**Exercise objective**
Your task is to extract the lines from the one holding "Can you see the street" through the end of the material. Set them down exactly and add nothing.

>>>

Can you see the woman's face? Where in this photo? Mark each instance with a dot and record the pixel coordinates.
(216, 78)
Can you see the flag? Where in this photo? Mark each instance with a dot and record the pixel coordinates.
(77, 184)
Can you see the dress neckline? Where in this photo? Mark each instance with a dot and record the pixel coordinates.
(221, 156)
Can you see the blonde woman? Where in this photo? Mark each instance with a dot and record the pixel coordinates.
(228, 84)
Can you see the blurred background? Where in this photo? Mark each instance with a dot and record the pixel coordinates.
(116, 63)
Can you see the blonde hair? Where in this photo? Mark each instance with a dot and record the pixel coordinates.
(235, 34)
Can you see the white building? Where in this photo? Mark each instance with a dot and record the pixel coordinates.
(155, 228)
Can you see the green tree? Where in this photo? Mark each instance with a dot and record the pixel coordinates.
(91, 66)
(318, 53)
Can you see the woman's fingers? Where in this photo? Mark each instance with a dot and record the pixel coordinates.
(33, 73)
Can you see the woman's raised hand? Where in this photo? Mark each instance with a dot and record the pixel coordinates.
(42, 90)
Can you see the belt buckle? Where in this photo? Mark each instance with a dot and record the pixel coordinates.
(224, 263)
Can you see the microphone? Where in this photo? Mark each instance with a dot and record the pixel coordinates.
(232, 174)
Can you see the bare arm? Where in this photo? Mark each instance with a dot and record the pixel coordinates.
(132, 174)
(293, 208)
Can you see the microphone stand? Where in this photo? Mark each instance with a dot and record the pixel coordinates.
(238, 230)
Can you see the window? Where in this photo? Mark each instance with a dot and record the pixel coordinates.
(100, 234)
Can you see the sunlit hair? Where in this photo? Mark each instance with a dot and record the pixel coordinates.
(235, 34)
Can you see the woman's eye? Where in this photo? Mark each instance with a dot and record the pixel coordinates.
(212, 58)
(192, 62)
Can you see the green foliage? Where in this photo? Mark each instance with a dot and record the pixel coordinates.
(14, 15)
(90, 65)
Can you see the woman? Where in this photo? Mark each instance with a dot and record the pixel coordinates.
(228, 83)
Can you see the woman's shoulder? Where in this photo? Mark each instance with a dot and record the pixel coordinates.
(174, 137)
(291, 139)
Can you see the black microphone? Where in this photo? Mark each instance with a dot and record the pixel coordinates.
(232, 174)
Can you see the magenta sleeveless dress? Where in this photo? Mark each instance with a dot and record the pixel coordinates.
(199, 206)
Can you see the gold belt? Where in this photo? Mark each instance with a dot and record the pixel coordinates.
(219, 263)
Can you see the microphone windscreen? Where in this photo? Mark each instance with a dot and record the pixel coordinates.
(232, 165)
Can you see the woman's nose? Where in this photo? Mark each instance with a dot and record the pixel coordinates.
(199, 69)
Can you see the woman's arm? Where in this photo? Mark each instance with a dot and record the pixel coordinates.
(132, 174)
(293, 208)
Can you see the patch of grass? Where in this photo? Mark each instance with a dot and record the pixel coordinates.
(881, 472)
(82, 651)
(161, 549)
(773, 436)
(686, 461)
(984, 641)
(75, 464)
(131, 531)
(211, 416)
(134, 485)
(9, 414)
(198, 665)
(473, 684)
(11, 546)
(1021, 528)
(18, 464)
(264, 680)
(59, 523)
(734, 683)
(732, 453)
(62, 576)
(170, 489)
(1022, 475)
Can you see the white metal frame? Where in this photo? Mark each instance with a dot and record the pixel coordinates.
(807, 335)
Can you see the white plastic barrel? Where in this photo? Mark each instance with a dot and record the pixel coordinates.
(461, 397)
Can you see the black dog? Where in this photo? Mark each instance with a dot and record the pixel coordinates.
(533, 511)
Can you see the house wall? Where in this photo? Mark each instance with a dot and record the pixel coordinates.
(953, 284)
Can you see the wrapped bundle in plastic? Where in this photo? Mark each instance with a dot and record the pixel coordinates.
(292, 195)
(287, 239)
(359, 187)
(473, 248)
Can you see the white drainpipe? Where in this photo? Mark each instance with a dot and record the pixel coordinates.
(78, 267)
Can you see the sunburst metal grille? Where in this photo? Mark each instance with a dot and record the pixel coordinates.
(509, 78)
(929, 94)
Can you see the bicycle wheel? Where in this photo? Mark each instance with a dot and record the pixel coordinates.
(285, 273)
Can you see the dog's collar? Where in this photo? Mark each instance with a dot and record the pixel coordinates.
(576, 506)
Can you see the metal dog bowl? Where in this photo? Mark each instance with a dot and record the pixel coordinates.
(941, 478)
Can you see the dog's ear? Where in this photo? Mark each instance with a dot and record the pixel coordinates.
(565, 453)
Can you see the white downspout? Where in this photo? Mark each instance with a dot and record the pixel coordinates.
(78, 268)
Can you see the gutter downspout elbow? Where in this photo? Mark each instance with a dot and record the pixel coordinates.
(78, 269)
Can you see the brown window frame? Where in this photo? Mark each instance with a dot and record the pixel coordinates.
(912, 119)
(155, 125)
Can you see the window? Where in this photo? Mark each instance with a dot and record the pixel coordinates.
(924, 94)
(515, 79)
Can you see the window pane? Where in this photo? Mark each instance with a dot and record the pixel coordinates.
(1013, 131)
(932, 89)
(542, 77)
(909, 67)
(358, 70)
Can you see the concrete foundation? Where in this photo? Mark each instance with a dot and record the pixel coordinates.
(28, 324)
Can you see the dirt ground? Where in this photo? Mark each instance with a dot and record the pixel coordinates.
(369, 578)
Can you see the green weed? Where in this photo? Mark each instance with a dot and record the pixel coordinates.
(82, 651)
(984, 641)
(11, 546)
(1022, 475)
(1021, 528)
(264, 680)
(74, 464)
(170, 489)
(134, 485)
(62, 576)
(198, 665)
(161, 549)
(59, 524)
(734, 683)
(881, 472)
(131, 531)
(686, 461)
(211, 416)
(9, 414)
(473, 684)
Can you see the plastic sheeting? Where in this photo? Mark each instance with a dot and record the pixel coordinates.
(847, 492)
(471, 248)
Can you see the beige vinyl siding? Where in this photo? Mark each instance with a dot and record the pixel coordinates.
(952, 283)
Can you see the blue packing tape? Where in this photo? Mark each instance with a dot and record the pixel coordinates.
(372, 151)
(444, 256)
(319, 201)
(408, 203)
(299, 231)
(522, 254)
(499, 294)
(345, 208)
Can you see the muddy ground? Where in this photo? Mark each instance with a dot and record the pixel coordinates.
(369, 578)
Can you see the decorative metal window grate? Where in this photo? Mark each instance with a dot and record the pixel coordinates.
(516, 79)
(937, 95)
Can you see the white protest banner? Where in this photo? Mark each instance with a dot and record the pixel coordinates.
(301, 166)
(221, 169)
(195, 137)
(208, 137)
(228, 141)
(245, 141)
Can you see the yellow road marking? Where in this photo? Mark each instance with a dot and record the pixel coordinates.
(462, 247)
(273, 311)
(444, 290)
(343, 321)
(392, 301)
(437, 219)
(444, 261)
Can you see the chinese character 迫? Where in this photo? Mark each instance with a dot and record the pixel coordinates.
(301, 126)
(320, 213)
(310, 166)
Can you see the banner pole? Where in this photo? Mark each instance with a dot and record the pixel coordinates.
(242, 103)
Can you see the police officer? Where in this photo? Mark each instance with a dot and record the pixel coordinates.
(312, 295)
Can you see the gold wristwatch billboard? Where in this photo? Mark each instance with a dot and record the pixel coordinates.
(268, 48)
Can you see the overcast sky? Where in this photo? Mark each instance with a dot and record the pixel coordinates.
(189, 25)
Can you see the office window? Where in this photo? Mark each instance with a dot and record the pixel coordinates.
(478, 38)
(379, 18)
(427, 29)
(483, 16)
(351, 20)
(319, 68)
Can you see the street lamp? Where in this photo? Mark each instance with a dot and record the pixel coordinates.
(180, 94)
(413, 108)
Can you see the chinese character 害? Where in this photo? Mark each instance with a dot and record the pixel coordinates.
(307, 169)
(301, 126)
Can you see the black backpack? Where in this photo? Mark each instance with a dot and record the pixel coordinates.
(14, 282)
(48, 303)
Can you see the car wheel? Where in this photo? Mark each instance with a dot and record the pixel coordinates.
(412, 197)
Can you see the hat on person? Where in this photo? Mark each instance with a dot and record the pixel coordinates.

<<<

**Complete output**
Can you see the street lamp? Where in this photo? Mark each instance with a dot and record the pixel coordinates.
(180, 94)
(413, 108)
Can you see the chinese character 害? Where in this photo? Mark each instance with a dot and record the pixel coordinates.
(307, 169)
(301, 126)
Can you see the black backpack? Where in this photo? Mark each instance with a dot and record the pixel coordinates.
(14, 282)
(48, 303)
Can you see the car wheel? Where in this photo? Mark each instance with a dot and record the pixel coordinates.
(412, 197)
Can you see the hat on person? Where in this photo? Mark each instance with a dot and record the pixel coordinates.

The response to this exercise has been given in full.